**Work request**
Find the line with "I'm staring at this trying to find the shrub on" and the line with "I'm staring at this trying to find the valley" in the entries below; output exactly those two lines, every line between them, and no others.

**Data under study**
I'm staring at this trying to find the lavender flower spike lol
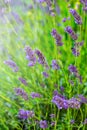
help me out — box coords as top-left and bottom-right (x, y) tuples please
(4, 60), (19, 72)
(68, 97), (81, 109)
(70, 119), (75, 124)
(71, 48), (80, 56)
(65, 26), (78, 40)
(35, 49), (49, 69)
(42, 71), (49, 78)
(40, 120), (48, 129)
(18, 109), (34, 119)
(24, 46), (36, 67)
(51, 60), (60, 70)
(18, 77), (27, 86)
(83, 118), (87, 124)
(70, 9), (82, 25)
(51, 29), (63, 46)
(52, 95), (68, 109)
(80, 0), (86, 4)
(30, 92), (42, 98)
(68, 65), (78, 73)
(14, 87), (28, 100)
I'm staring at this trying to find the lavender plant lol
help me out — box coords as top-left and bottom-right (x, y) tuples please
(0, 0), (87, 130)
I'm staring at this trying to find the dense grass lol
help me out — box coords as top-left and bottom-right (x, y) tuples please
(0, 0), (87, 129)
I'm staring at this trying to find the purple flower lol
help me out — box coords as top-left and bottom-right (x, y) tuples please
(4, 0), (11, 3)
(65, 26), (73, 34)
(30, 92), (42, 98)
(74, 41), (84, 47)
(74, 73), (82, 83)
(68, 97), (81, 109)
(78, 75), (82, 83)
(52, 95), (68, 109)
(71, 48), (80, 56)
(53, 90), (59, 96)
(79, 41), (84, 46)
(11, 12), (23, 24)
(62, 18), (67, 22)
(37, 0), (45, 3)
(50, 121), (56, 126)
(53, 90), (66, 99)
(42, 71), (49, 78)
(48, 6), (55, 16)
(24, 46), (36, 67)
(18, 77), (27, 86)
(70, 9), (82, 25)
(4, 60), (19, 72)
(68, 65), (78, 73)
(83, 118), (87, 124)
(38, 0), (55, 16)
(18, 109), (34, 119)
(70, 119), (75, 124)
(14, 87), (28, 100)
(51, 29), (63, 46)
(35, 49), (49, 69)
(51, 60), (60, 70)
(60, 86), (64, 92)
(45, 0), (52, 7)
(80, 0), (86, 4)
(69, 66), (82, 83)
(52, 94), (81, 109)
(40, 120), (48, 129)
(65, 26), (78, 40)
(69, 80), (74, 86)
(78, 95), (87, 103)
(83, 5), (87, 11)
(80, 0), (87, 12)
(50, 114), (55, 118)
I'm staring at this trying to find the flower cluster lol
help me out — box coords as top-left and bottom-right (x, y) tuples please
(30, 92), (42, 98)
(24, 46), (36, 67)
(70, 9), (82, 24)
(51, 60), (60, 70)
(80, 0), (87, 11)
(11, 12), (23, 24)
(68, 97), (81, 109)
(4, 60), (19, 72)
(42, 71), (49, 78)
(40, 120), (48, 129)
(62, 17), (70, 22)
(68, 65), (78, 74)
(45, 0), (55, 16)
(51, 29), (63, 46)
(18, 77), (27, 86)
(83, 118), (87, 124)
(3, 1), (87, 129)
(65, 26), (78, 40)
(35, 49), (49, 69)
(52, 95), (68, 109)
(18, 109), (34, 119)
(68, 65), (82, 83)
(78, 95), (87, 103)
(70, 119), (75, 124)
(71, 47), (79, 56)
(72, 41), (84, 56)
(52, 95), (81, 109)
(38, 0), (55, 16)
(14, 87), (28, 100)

* * *

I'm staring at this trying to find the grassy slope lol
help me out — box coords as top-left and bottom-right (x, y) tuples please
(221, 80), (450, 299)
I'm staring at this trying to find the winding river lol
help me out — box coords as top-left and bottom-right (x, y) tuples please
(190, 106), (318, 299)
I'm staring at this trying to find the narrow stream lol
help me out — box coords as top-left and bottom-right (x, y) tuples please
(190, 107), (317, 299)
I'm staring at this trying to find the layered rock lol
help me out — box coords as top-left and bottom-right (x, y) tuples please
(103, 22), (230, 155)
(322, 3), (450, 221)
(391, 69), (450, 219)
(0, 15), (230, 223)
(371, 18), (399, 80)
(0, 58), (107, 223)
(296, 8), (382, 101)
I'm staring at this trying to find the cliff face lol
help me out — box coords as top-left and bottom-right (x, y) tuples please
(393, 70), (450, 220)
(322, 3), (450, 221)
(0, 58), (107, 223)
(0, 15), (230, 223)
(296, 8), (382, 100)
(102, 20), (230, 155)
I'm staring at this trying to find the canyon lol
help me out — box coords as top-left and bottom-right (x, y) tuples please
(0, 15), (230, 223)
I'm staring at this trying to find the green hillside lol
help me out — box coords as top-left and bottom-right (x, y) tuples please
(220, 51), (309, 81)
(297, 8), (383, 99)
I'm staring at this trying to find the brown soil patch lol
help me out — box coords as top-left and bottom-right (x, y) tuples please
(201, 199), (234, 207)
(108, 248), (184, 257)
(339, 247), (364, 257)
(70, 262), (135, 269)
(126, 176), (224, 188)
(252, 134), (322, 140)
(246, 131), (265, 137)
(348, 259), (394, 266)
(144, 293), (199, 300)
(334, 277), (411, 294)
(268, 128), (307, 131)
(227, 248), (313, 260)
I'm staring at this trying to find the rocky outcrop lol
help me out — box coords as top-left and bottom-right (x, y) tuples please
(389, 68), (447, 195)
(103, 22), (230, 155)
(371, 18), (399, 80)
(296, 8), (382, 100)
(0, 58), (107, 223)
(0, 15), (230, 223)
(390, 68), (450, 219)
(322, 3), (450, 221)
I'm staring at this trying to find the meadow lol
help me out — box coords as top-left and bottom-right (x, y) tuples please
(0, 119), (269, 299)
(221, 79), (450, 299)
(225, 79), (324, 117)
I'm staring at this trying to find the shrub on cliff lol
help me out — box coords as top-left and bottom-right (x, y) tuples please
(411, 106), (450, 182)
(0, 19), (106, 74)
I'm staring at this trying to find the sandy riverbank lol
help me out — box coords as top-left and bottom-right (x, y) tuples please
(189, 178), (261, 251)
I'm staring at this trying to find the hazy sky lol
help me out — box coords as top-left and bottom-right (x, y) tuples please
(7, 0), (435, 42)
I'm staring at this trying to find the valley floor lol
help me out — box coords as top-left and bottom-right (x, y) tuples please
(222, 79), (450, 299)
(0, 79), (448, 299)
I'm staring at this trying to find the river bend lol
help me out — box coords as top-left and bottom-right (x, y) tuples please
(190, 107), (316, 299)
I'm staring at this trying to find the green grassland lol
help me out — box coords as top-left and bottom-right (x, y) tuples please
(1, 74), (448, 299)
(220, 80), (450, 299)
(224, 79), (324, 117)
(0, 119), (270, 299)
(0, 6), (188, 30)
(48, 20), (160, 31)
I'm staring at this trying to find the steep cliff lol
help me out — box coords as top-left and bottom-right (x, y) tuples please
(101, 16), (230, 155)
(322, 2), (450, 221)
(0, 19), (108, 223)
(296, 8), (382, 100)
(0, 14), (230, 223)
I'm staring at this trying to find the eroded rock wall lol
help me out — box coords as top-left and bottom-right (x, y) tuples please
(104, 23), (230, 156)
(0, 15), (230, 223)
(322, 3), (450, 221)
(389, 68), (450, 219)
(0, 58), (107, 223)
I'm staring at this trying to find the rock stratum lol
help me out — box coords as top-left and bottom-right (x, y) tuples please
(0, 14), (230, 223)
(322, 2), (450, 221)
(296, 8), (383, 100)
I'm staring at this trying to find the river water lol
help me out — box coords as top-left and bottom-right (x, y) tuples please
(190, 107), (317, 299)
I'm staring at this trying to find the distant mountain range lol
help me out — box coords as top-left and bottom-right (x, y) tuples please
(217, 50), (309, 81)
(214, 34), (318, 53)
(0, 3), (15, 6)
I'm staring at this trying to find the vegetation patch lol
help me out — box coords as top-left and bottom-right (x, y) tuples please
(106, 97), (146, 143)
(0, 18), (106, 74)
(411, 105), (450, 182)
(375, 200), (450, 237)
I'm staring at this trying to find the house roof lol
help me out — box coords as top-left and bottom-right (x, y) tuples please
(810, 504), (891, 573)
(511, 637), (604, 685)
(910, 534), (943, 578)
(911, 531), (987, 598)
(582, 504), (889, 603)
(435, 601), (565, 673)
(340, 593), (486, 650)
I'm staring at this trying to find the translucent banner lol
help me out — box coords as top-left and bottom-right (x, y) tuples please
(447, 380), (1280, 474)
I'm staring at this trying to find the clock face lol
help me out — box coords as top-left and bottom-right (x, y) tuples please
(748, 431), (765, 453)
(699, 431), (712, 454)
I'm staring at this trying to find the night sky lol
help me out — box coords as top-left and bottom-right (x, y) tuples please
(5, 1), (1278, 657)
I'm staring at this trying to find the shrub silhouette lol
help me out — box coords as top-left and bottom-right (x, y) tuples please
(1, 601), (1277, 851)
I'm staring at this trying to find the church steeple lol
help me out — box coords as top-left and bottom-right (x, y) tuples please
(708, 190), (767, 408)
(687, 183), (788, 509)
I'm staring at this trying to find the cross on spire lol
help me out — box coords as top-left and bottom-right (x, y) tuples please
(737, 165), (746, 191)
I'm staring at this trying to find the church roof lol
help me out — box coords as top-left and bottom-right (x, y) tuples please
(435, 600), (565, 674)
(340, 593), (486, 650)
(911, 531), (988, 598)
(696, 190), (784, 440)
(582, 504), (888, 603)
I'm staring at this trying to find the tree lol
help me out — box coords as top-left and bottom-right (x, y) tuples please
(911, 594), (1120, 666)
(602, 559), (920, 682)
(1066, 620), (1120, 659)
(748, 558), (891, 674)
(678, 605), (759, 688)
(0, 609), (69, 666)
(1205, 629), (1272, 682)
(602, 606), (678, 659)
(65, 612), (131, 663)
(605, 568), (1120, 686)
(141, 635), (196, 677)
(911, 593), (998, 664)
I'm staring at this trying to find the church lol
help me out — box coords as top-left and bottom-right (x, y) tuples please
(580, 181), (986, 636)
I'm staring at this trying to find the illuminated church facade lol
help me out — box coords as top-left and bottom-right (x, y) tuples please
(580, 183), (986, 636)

**Exercise solution**
I'm staring at this trying to find the shrub on cliff lol
help me out — box coords as top-left and bottom-right (x, y) tuples please
(411, 106), (450, 182)
(0, 19), (106, 74)
I'm staring at this trying to find the sandy riverbank lol
help me out — box coords as top-left and bottom-right (x, y) tuples please
(189, 178), (261, 251)
I'm staring at this trying to find the hazy sky lol
help me out — box coords as top-left and bottom-right (x, y) tuples please
(7, 0), (435, 42)
I'm staring at this trying to find the valley floor lol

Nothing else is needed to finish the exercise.